= Task details =
For the entries below, print exactly the lines between the line holding "positive clicks: (284, 343) (283, 339)" and the line holding "box: [11, 0, 113, 102]", inclusive, and nothing else.

--- Exercise inputs Enclosed Below ---

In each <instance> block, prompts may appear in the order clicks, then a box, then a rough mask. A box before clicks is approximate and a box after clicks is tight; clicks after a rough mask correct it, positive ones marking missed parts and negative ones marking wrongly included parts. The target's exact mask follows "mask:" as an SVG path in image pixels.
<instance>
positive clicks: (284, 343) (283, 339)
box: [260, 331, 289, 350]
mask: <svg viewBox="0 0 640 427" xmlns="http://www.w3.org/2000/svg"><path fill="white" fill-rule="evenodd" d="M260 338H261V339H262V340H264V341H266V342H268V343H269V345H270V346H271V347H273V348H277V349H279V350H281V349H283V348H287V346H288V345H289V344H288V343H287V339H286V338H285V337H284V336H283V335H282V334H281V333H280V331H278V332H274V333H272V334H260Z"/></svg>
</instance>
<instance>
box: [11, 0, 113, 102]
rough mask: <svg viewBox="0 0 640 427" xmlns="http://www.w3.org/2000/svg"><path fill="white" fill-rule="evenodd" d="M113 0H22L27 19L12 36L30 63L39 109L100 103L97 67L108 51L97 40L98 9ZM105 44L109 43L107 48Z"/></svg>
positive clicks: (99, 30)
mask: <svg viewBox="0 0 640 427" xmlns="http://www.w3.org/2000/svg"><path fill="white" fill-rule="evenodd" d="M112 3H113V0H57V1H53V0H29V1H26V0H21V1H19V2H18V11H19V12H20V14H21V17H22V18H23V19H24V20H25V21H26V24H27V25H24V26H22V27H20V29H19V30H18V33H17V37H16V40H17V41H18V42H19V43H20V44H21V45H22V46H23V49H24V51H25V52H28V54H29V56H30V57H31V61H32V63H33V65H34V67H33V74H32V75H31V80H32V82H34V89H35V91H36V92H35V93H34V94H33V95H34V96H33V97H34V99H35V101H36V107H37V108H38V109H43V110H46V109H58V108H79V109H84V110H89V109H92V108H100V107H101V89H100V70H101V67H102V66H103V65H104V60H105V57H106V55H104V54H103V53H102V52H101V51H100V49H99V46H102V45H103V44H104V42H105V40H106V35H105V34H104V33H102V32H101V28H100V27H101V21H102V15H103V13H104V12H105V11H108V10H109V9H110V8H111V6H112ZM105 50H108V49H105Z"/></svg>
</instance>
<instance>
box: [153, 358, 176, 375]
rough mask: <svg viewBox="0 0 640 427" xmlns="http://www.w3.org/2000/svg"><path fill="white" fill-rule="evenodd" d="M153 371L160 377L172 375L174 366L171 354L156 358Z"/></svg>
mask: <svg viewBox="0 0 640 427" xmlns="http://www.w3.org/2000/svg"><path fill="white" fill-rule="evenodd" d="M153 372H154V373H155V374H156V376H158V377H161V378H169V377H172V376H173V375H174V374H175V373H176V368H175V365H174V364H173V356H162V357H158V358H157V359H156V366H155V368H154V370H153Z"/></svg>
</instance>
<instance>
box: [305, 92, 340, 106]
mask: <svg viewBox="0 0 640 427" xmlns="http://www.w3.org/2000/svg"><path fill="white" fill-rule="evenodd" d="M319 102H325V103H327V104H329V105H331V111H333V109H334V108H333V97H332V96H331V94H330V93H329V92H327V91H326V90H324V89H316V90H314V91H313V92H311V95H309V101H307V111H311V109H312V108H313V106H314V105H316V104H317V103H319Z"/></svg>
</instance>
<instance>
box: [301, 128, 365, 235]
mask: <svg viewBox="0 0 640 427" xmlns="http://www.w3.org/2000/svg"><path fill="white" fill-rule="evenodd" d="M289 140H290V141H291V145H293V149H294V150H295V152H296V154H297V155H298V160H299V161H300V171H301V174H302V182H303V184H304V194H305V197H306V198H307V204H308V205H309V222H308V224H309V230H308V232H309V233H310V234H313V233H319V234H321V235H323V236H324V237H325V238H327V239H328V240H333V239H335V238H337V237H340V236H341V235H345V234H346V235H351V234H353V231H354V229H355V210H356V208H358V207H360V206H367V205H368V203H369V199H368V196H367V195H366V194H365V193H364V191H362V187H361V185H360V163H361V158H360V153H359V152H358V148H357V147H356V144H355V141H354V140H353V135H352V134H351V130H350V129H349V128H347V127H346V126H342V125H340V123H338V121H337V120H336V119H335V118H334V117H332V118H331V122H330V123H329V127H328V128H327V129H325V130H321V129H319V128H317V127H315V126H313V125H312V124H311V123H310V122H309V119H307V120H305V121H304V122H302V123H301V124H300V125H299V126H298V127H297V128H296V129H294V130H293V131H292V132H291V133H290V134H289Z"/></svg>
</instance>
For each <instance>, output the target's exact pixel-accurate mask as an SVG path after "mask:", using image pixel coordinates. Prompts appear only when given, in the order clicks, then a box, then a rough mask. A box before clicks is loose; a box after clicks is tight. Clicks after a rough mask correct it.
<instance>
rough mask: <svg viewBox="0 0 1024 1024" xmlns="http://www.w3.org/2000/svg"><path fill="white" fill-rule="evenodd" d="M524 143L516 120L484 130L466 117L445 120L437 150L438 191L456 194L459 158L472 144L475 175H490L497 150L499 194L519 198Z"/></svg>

--- End of Enclosed Exercise inputs ---

= Written response =
positive clicks: (284, 343) (283, 339)
box: [260, 331, 289, 350]
mask: <svg viewBox="0 0 640 427" xmlns="http://www.w3.org/2000/svg"><path fill="white" fill-rule="evenodd" d="M260 338H261V339H262V340H264V341H266V342H268V343H269V345H270V346H271V347H273V348H277V349H279V350H281V349H283V348H287V346H288V345H289V344H288V343H287V339H286V338H285V337H284V336H283V335H282V334H281V333H280V331H278V332H274V333H272V334H260Z"/></svg>
</instance>
<instance>
box: [11, 0, 113, 102]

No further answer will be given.